Directions – Only an exact, line-for-line copy of the data will serve as the answer.

Segment Start: Data under study

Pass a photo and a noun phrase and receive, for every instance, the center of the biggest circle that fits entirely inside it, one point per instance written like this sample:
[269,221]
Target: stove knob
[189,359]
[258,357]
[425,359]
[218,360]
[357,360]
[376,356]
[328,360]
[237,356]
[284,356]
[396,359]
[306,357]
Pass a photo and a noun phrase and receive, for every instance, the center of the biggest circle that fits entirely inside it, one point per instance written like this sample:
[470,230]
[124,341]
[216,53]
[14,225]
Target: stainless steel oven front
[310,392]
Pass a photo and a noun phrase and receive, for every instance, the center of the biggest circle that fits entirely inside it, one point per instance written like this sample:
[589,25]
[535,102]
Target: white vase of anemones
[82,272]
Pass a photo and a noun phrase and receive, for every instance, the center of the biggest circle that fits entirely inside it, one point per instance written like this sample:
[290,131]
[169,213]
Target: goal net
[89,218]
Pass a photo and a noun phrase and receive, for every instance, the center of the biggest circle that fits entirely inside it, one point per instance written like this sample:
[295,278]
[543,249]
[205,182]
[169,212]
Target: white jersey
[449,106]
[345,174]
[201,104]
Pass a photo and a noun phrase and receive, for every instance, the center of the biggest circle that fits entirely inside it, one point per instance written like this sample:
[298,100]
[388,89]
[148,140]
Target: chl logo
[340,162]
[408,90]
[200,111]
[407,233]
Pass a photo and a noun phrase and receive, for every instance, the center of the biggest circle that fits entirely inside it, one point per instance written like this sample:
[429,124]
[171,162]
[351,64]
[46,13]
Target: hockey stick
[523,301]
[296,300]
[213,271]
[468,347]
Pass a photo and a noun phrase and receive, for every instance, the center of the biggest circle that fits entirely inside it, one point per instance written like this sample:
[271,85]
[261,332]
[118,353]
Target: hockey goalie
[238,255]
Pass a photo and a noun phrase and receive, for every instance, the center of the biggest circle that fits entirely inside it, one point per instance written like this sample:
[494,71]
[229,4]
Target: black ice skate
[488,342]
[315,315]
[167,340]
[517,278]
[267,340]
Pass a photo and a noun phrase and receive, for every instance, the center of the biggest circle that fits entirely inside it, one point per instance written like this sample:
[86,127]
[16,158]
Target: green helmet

Segment End: Data under study

Answer for this exercise –
Pass a photo and a noun phrase and receive, for every instance, the center of the biggest circle that fits entirely inside it, one point per instance written like this sample:
[269,221]
Target: stove knob
[189,359]
[258,357]
[425,359]
[218,360]
[357,360]
[376,356]
[328,360]
[237,356]
[284,356]
[396,359]
[306,357]
Pass a photo and a noun phrase and receive, for every instance, the center of the biggest circle that fits entirely inside it, one point per instance written like this sample:
[470,230]
[124,341]
[216,53]
[14,225]
Target: stainless steel oven front
[310,392]
Pass a photo and a noun phrase and receive, for every instance, the center of the biggest circle that fits entirely inside it, one point per instance written like this sample:
[589,25]
[535,102]
Target: white vase of anemones
[82,272]
Pass a photo and a noun phrase and receive, for every instance, the center of the biggest circle that fits entirely inside it, one point per instance written like this sample:
[290,131]
[169,213]
Target: goal net
[89,218]
Pass a photo and a noun phrase and receive, for every instance, the center of the biggest circle that fits entirely inside it, one point per instance written like this sample:
[295,278]
[543,249]
[205,182]
[169,212]
Target: white jersey
[449,106]
[345,174]
[201,104]
Pass a photo and a noun phrase and receive, for every instance, the center of the biggest circle that fits entirely inside it, one point per instance written like this sample:
[298,100]
[388,89]
[148,140]
Target: chl logo
[340,162]
[408,90]
[200,111]
[407,233]
Pass a photo and a noun phrase and receive, for every instance, the center of the biggest circle that fits entirely inside it, one point per instance written like this sample:
[429,124]
[171,162]
[351,64]
[46,13]
Target: hockey stick
[523,301]
[296,300]
[213,271]
[468,347]
Pass a photo and a noun phrase and receive, for every instance, the center of the biggest circle that fits entirely inside it, one point per instance written like this sample:
[271,85]
[261,332]
[118,353]
Target: hockey goalie
[238,255]
Pass a photo and a noun phrase and receive, for every instance, the center of the biggest circle that fits entirely inside it, one point per instance written like this sample:
[494,71]
[229,4]
Target: black ice skate
[488,342]
[315,315]
[167,340]
[517,278]
[267,340]
Pass a photo and a noun phrase and receive, for every instance, the center of the biggest circle that fits entirely inside it, one point per instance written like this sample:
[86,127]
[16,158]
Target: green helmet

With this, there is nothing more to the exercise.